_Challenge:_ Reproduce every one of the dataset entries below word for word, without changing anything.

[Exercise inputs start]

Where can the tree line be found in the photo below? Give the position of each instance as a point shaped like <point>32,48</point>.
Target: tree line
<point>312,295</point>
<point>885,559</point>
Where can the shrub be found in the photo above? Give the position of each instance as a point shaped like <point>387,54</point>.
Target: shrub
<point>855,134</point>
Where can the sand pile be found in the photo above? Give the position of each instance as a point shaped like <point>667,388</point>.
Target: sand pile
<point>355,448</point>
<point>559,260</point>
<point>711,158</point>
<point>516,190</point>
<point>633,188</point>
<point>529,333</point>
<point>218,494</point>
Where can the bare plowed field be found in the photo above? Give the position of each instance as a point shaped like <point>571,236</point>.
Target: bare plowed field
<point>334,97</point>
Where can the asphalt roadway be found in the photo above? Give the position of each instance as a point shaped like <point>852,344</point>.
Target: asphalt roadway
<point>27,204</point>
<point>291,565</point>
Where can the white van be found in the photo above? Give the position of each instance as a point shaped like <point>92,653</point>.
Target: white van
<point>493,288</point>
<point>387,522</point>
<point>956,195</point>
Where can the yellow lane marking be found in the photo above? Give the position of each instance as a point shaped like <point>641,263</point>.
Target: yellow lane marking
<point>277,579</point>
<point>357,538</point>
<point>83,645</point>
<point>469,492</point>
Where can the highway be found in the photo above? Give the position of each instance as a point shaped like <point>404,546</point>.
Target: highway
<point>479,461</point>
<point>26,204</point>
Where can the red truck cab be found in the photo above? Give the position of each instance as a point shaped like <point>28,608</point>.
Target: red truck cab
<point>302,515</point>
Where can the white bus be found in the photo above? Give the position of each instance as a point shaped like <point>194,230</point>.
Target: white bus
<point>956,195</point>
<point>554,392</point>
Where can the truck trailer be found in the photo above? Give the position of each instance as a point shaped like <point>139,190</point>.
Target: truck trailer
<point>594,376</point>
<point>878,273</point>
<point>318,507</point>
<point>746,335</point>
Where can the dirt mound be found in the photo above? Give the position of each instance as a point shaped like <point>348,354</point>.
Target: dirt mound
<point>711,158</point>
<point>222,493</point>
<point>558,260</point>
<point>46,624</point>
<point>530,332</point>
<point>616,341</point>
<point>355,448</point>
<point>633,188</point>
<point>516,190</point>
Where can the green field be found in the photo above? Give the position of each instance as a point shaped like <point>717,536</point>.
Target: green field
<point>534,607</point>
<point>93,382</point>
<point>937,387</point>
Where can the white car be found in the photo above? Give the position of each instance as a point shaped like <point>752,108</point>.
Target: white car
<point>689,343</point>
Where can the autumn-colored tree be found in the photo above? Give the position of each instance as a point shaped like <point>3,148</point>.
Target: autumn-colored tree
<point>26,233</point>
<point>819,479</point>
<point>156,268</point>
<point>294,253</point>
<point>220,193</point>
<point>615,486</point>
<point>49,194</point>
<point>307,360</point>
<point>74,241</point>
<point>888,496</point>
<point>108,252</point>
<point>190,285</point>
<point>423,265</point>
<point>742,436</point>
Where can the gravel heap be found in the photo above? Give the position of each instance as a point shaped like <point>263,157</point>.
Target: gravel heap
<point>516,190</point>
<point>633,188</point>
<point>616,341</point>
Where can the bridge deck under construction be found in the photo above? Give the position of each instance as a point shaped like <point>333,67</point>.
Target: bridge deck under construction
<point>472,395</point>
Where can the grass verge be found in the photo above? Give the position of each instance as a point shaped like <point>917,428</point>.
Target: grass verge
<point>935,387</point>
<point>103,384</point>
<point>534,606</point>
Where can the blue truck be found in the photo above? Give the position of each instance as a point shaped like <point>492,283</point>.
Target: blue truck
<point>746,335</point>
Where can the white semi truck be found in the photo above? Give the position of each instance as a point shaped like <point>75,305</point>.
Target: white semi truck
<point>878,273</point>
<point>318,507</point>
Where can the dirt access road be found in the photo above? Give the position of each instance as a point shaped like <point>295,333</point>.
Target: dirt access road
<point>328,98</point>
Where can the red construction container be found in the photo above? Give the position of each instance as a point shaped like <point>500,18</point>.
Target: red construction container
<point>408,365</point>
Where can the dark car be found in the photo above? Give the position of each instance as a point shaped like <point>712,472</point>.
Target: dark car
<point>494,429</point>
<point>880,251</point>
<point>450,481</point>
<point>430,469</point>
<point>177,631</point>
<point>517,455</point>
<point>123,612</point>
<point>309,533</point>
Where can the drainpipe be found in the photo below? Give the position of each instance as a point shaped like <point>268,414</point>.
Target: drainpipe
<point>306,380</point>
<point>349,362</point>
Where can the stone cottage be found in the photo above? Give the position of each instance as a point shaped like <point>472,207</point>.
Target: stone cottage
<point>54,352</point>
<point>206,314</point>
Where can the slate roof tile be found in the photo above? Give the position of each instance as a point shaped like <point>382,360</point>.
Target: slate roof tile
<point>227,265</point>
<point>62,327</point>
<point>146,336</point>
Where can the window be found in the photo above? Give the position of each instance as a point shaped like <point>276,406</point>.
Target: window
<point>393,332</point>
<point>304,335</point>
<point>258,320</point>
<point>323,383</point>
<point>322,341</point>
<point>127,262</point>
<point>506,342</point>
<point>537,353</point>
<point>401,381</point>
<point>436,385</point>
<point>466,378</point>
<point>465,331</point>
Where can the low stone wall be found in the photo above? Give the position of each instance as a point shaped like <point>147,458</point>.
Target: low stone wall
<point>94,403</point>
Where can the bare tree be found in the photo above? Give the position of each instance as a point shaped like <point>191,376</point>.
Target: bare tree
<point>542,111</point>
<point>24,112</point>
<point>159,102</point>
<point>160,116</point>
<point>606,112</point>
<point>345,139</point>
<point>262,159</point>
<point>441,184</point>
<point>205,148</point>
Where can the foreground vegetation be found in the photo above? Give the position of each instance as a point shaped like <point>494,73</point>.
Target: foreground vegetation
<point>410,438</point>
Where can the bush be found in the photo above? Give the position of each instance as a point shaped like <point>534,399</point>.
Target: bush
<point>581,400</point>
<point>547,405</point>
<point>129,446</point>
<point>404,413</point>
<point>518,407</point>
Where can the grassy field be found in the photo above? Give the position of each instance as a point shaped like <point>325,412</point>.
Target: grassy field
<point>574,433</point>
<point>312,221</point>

[Exercise inputs end]

_Answer in full:_
Where can the tree line be found in the photo below? Give the position of each instance as a point shaped like <point>32,48</point>.
Target: tree line
<point>312,295</point>
<point>885,559</point>
Where can the shrub be found in the photo above? Give the position of each instance as a point shaped like <point>387,54</point>.
Target: shrub
<point>855,134</point>
Where can the sand pile be found in the photo above? Give the position of each instance as a point shaped like <point>667,388</point>.
Target: sand pile
<point>355,448</point>
<point>559,260</point>
<point>711,158</point>
<point>516,190</point>
<point>633,188</point>
<point>529,333</point>
<point>218,494</point>
Where can the bare plowed field be found in the photo above? Give the position of each instance as a point shaped like <point>571,236</point>.
Target: bare plowed field
<point>334,97</point>
Where can the asphalt roadway be found in the photo above? Give the position of each instance as a point shaped like <point>852,344</point>.
Target: asphalt roadway
<point>27,204</point>
<point>291,565</point>
Where can the white van be found in the photo above? Give the position of each instance as a point shaped like <point>92,653</point>.
Target: white van
<point>493,288</point>
<point>387,522</point>
<point>956,195</point>
Where can the yellow lane marking be found in the photo above? Give the position of each instance as a point shaped like <point>641,263</point>.
Target: yellow lane marking
<point>277,579</point>
<point>357,538</point>
<point>83,645</point>
<point>469,492</point>
Where can the highway be found in the photo above? Give the position of each instance as a point shaped like <point>404,546</point>.
Target: highway
<point>479,461</point>
<point>26,204</point>
Where can the red truck cab be found in the photo above? Give the position of each instance as a point shaped like <point>28,608</point>.
Target: red truck cab
<point>302,515</point>
Where can the white bus be found in the photo above? Give the position of each instance as a point shaped like <point>194,230</point>.
Target: white bus
<point>956,195</point>
<point>554,392</point>
Where can the truck trailer be found in the photo above? Give the position of each instance as a point shaped like <point>139,190</point>.
Target: truck trailer
<point>594,376</point>
<point>878,273</point>
<point>318,507</point>
<point>746,335</point>
Where can the dirt mound be found in the photo above? Give the position of each instance as a point shaped like <point>348,354</point>.
Target: dirt mound
<point>711,158</point>
<point>222,493</point>
<point>558,260</point>
<point>46,624</point>
<point>530,332</point>
<point>616,341</point>
<point>355,448</point>
<point>633,188</point>
<point>516,190</point>
Where can the green field be found in the photo above? Give the position of each instance as a point shaped like <point>717,536</point>.
Target: green field
<point>534,607</point>
<point>93,382</point>
<point>937,387</point>
Where can the white car be found in the photo above? Give the position of each instance as a point shaped like <point>752,108</point>.
Target: white car
<point>689,343</point>
Where can the autumn-colored tree be found in the photo above? Give the position of each instance as a point shaped like <point>3,148</point>.
Target: autumn-colored tree
<point>26,233</point>
<point>819,479</point>
<point>156,268</point>
<point>294,253</point>
<point>220,193</point>
<point>615,486</point>
<point>49,194</point>
<point>307,360</point>
<point>74,241</point>
<point>888,496</point>
<point>108,252</point>
<point>190,285</point>
<point>423,265</point>
<point>742,436</point>
Where can the gravel heap be found in the photo above? Give the position of each instance as a point shaped like <point>263,157</point>.
Target: gravel heap
<point>516,190</point>
<point>633,188</point>
<point>616,341</point>
Where can the bridge deck under construction be found in the photo above? Give the position of each instance as a point shaped like <point>333,67</point>.
Target: bridge deck under construction
<point>472,395</point>
Where can the grass verge be found in the photo above? Give the position of each instance as a point shaped like <point>917,428</point>.
Target: grass verge
<point>935,387</point>
<point>103,384</point>
<point>534,606</point>
Where can the blue truck be found in the photo above? Give the position of each instance as a point shaped like <point>492,283</point>.
Target: blue truck
<point>746,335</point>
Where can the white semi truck be found in the photo above? Give the position of each instance as a point shaped like <point>75,305</point>.
Target: white semi truck
<point>878,273</point>
<point>318,507</point>
Where can the dirt access road be found in the photo above? Give the position of each instance as a point shaped like <point>295,333</point>.
Target: dirt access road
<point>328,98</point>
Where can the red construction container be found in the photo above? Give the position of each instance as a point shaped like <point>500,18</point>.
Target: red construction container
<point>408,365</point>
Where can the dark car be found in the photo above? Give the position of each instance as a point shaped like <point>712,472</point>.
Target: dark car
<point>494,429</point>
<point>880,251</point>
<point>450,481</point>
<point>430,469</point>
<point>177,631</point>
<point>517,455</point>
<point>123,612</point>
<point>309,533</point>
Where can the drainpipe be found in the photo below? Give the position of each instance as a point shaped like <point>268,414</point>.
Target: drainpipe
<point>306,380</point>
<point>349,362</point>
Where can the stone cottage be found in the photo above? Give the position of each instance as a point shaped like <point>472,207</point>.
Target: stone cottage
<point>54,352</point>
<point>206,314</point>
Where can the slate roof tile be found in the photo above? Give the position of each instance as a point shaped like <point>382,360</point>.
Target: slate roof tile
<point>227,265</point>
<point>62,327</point>
<point>146,336</point>
Where can the window be found in the photo above? Give the position of each instance as a point shaped like <point>276,406</point>.
Target: window
<point>393,332</point>
<point>304,335</point>
<point>258,320</point>
<point>323,383</point>
<point>322,341</point>
<point>127,262</point>
<point>506,342</point>
<point>537,353</point>
<point>401,381</point>
<point>436,385</point>
<point>466,378</point>
<point>465,331</point>
Where can the low stone wall be found in the photo above? Give the position of each instance as a point shaped like <point>147,458</point>.
Target: low stone wall
<point>94,403</point>
Where can the bare tree be found in the photo above? Give the position of each instance as a point shaped like <point>191,376</point>.
Target: bare tree
<point>542,111</point>
<point>24,112</point>
<point>159,102</point>
<point>160,116</point>
<point>606,112</point>
<point>345,139</point>
<point>262,159</point>
<point>441,184</point>
<point>205,148</point>
Where can the foreground vegetation be found in the photo above? Give the position of each instance as a point shaped like <point>494,73</point>.
Target: foreground vegetation
<point>410,438</point>
Where can the bush be found in the photo above? Give the position of each instance as a point shaped like <point>534,399</point>.
Target: bush
<point>581,400</point>
<point>547,405</point>
<point>129,446</point>
<point>404,413</point>
<point>518,407</point>
Where can the grassy field be found in the photo above? Give the position of each instance as a point shaped like <point>325,412</point>.
Target: grassy field
<point>574,433</point>
<point>312,221</point>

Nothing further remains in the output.